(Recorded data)
───
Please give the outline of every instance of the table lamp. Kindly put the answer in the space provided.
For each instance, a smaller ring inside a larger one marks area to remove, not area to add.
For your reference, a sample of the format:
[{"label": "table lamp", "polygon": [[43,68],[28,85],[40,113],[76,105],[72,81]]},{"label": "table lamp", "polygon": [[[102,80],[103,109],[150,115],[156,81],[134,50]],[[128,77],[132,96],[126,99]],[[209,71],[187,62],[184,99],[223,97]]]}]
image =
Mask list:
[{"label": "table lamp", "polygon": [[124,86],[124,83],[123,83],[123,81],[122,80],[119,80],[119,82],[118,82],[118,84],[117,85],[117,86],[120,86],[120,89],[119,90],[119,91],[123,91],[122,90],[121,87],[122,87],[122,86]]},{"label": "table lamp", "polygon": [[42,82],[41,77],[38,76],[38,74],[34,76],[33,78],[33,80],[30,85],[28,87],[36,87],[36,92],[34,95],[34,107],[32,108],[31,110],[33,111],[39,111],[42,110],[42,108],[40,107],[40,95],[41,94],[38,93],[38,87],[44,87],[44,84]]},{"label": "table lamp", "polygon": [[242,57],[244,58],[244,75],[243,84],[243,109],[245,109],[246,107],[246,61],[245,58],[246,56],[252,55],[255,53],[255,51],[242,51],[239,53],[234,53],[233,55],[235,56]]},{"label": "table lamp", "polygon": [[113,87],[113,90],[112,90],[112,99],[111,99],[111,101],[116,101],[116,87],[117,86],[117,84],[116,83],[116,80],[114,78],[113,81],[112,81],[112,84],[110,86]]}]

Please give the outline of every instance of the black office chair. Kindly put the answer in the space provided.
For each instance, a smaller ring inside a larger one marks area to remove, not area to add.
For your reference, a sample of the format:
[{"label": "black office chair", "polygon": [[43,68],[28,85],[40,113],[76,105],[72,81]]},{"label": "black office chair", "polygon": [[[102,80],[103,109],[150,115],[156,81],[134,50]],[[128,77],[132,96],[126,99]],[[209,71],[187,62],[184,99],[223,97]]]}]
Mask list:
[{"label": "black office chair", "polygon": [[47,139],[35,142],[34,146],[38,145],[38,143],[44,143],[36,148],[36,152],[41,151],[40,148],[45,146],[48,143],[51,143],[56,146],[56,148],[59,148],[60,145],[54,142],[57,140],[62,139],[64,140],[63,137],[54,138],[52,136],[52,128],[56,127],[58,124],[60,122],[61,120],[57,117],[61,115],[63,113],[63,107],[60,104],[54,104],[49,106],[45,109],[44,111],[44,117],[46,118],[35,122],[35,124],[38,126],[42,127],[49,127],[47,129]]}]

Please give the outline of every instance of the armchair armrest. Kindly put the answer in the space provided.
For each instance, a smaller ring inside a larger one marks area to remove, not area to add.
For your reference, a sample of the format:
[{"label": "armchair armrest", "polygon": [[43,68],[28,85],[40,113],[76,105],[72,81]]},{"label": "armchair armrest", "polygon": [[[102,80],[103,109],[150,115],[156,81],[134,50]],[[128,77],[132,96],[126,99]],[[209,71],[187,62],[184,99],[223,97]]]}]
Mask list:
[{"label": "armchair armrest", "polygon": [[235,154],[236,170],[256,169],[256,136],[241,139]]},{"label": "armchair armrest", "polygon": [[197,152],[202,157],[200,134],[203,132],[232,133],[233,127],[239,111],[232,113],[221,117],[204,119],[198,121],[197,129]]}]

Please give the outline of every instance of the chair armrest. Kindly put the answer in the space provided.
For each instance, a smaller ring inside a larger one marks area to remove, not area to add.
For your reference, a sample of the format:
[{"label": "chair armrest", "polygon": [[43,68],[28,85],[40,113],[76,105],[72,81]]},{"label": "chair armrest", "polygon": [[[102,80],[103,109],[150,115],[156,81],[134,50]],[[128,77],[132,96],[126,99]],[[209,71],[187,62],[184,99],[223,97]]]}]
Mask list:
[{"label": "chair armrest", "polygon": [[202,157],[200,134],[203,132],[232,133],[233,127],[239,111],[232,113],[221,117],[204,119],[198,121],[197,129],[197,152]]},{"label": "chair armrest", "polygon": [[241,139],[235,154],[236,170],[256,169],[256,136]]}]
───
**INSTRUCTIONS FOR THE TASK**:
Copy the rows from the line containing "Please give the outline of every instance of the armchair" through the last row, keeping the requests and format samples unchanged. In the answers, multiply every polygon coordinate by 0.35 and round to the nearest whole number, with halves rounded up.

**TASK RESPONSE**:
Please give the outline of every instance of the armchair armrest. Kindly put the answer in the space provided.
For each instance, a smaller ring inside a larger one marks area to remove, not area to add.
For your reference, a sample of the format:
[{"label": "armchair armrest", "polygon": [[43,68],[28,85],[40,113],[76,105],[72,81]]},{"label": "armchair armrest", "polygon": [[[102,80],[103,109],[150,115],[156,81],[134,50]],[[128,77],[132,96],[126,99]],[[209,71],[187,62],[184,99],[223,97]]]}]
Mask list:
[{"label": "armchair armrest", "polygon": [[82,54],[83,60],[90,59],[90,48],[84,49]]},{"label": "armchair armrest", "polygon": [[69,53],[71,55],[70,47],[71,46],[81,47],[82,44],[84,39],[81,40],[77,41],[71,42],[69,42],[69,45]]}]

Please give the outline of every instance of the chair armrest. Kindly put the answer in the space provided.
For each instance, a smaller ring inside a larger one marks area to remove, not area to add.
For your reference, a sample of the format:
[{"label": "chair armrest", "polygon": [[43,68],[28,85],[40,113],[76,105],[72,81]]},{"label": "chair armrest", "polygon": [[[102,80],[103,109],[150,115],[156,81],[134,50]],[[128,77],[132,96],[126,99]],[[209,71],[187,62],[184,99],[223,97]]]}]
Mask list:
[{"label": "chair armrest", "polygon": [[71,55],[70,47],[71,46],[81,47],[82,44],[84,39],[81,40],[77,41],[71,42],[69,42],[69,45],[69,53]]},{"label": "chair armrest", "polygon": [[84,49],[82,54],[83,60],[90,59],[90,48]]}]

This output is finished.